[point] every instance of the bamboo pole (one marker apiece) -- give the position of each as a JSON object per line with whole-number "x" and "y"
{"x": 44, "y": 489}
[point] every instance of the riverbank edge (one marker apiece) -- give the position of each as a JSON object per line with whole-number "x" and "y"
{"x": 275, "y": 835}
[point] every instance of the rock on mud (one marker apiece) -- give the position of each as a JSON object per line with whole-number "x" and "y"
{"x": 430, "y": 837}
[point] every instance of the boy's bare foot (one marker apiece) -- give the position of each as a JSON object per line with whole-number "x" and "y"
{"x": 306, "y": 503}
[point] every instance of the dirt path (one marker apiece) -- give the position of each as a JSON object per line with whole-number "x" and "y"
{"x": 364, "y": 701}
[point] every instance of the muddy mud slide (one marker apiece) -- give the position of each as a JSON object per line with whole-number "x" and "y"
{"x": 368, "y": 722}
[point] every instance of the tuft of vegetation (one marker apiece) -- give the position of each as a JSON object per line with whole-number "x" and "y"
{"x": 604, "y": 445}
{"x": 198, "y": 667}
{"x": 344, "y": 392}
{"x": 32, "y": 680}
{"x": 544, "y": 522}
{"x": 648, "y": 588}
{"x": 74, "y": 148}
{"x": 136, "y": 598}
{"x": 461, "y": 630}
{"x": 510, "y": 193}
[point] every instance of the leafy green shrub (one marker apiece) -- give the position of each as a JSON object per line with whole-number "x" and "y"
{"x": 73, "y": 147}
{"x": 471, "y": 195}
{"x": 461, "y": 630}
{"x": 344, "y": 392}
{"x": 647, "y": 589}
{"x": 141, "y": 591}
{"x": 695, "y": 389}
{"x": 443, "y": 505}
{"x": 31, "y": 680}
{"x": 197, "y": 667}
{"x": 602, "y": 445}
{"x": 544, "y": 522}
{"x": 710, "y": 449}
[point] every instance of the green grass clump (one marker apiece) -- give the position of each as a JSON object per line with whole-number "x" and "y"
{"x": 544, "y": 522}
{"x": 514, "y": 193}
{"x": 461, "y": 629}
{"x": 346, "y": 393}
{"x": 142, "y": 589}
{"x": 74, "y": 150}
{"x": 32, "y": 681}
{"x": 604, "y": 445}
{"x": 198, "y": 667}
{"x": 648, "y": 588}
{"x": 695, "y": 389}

= = = = =

> Task description
Repeat the entries. Keep each one exactly as written.

> Exercise solution
[point] every instance of the bamboo pole (one marker apiece) -- give the position of each as a JSON object per line with whole-number "x" and "y"
{"x": 44, "y": 489}
[point] every instance of the riverbank edge (one marker apiece) -- give the position of each as a JSON object per line with whole-number "x" and "y"
{"x": 275, "y": 835}
[point] every instance of the rock on mud (one marker apiece) -- give the position of each as a JSON object per line with whole-number "x" and "y"
{"x": 430, "y": 837}
[point] every instance of the boy's bare foot (one marker apiece) -- give the position of each as a JSON object per line with whole-number "x" and "y"
{"x": 306, "y": 503}
[point] every instance of the dirt path (one marker apiece) -- give the position of each as a JSON object per line with whole-number "x" and "y"
{"x": 364, "y": 701}
[point] every instance of the muddy mud slide (one marker apiece) -- give the position of each as a JSON object per line with whole-number "x" and "y"
{"x": 368, "y": 722}
[point] every instance of the tuft of vegetation (one marker apiece) -- give the position of each as a JSON object per line with whole-number "x" and "y"
{"x": 604, "y": 445}
{"x": 198, "y": 667}
{"x": 344, "y": 392}
{"x": 32, "y": 680}
{"x": 544, "y": 522}
{"x": 648, "y": 588}
{"x": 74, "y": 148}
{"x": 136, "y": 598}
{"x": 461, "y": 630}
{"x": 510, "y": 193}
[point] every instance of the leafy green shrub (one marker apiece) -- give the position of each as a JSON object per line with whole-number "x" and "y"
{"x": 73, "y": 147}
{"x": 471, "y": 195}
{"x": 461, "y": 630}
{"x": 344, "y": 392}
{"x": 647, "y": 589}
{"x": 141, "y": 591}
{"x": 695, "y": 389}
{"x": 443, "y": 505}
{"x": 31, "y": 680}
{"x": 197, "y": 667}
{"x": 602, "y": 445}
{"x": 544, "y": 522}
{"x": 710, "y": 449}
[point] every instance of the green grass clump (one marker apiece) -- give the position of each as a JSON object per line with whole-number "x" and "y"
{"x": 544, "y": 522}
{"x": 514, "y": 193}
{"x": 461, "y": 629}
{"x": 346, "y": 393}
{"x": 142, "y": 589}
{"x": 74, "y": 150}
{"x": 32, "y": 681}
{"x": 604, "y": 445}
{"x": 198, "y": 667}
{"x": 648, "y": 588}
{"x": 695, "y": 389}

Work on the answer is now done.